#### TEXTE À EXAMINER:
-------------------------
Le sexologue clinicien et psychothérapeute montréalais Vincent Quesnel est nettement plus critique. « Comme on me demande de poser un regard professionnel sur cette série télé, indique-t-il, il est de mon devoir d’informer les lecteurs que cela ne représente en rien une démarche de psychothérapie en sexologie au Québec. » En clair : non, au Québec, les sexologues ne proposent pas d’ateliers « appliqués », ils « ne touchent pas leurs patients », et les approches cliniques sont au contraire « basées sur des études scientifiques validées depuis bon nombre d’années », explique-t-il.

Dans la série (et d’après le premier épisode visionné à notre invitation), il y a d’ailleurs confusion des genres, dénonce Vincent Quesnel.

D’un côté, on nous annonce que ce qui nous est présenté est du spectacle, et de l’autre, on nous fait croire que ce sont de réels professionnels de la santé sexuelle. Il y a un double discours dont le public doit être informé.

Vincent Quesnel, sexologue clinicien et psychothérapeute

Pire, ajoute-t-il, selon ses connaissances, les suggestions de ces « professionnels » (dictées sans vraiment connaître les clients, ce qui est contraire à la pratique psychothérapeutique, laquelle s’inscrit au contraire dans le temps), « ces ateliers pratico-pratiques n’ont jamais démontré un changement réel et profond sur le long terme dans l’intimité des couples ».

Certes, ces quick-fix, comme on dit, peuvent apporter du « piquant ». « Mais est-ce que ça se maintient dans le temps ? Aucune étude ne le démontre. »

Verdict ? « Gwyneth Paltrow est au sexe ce que Marie Kondo est à l’optimisation des espaces ménagers : axée sur le pragmatisme et sur les recettes déjà toutes préparées, conclut-il. Il faut rester prudent et garder un œil avisé. » Bref, à regarder avec un (ou deux !) grain de sel, donc.
-------------------------
#### DONNÉES EXTRAITES:
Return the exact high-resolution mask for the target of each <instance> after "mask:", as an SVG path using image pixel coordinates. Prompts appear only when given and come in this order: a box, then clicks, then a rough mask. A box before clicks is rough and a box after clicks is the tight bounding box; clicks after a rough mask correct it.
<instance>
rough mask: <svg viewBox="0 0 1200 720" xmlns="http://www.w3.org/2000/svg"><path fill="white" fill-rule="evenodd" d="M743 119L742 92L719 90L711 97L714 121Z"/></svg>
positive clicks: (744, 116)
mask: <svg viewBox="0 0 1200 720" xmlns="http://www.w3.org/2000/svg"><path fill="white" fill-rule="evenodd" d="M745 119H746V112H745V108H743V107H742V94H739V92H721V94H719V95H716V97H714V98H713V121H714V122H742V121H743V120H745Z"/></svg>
-------------------------
#### CONSIGNE DE TRAVAIL 1:
Recopiez le passage de l'extrait sur la série télé qui commence à « Dans la série » et se termine à « doit être informé. ».
#### CONSIGNE DE TRAVAIL 2:
Dressez la liste de toutes les personnes nommées dans l'extrait sur la série télé.
#### CONSIGNE DE TRAVAIL 3:
Rédigez la suite de l'extrait sur la série télé à partir de sa dernière phrase.
Ces données proviennent d'une autre source que l'extrait sur la série télé.

#### RÉPONSE 1:
Dans la série (et d’après le premier épisode visionné à notre invitation), il y a d’ailleurs confusion des genres, dénonce Vincent Quesnel.

D’un côté, on nous annonce que ce qui nous est présenté est du spectacle, et de l’autre, on nous fait croire que ce sont de réels professionnels de la santé sexuelle. Il y a un double discours dont le public doit être informé.

#### RÉPONSE 2:
Vincent Quesnel, Gwyneth Paltrow, Marie Kondo

#### RÉPONSE 3:
Des pistes à retenir, selon Renée Lanctôt

1. La sexualité, ça s’apprend
« Oui », confirme Renée Lanctôt, sexologue clinicienne et coach sexuelle. « Et comment être en relation aussi, ça s’apprend. Mais on ne l’enseigne pas forcément… »

2. Les couples qui innovent durent
« Il faut toujours essayer quelque chose de nouveau, continuer de jouer, explorer, parce que la routine tue. »

3. La sexualité est un jeu
« Et il faut rire ! Oui, parfois c’est sale, il y a des bruits, ça surprend, et il faut rire. Les gens voudraient que ce soit parfait, mais la sexualité, c’est loin d’être parfait ! »

4. Nous sommes des êtres orgasmiques
« C’est une autre façon de dire qu’il n’y a pas que les organes génitaux qui soient sexuels. C’est une très belle image : toutes les cellules du corps sont là pour être stimulées. »

5. Nous sommes des êtres sexuels, et ce, jusqu’à la mort
« Et on commence à s’intéresser à cette sexualité, qui n’existe pas que dans le prime time de la vie ! », conclut Renée Lanctôt.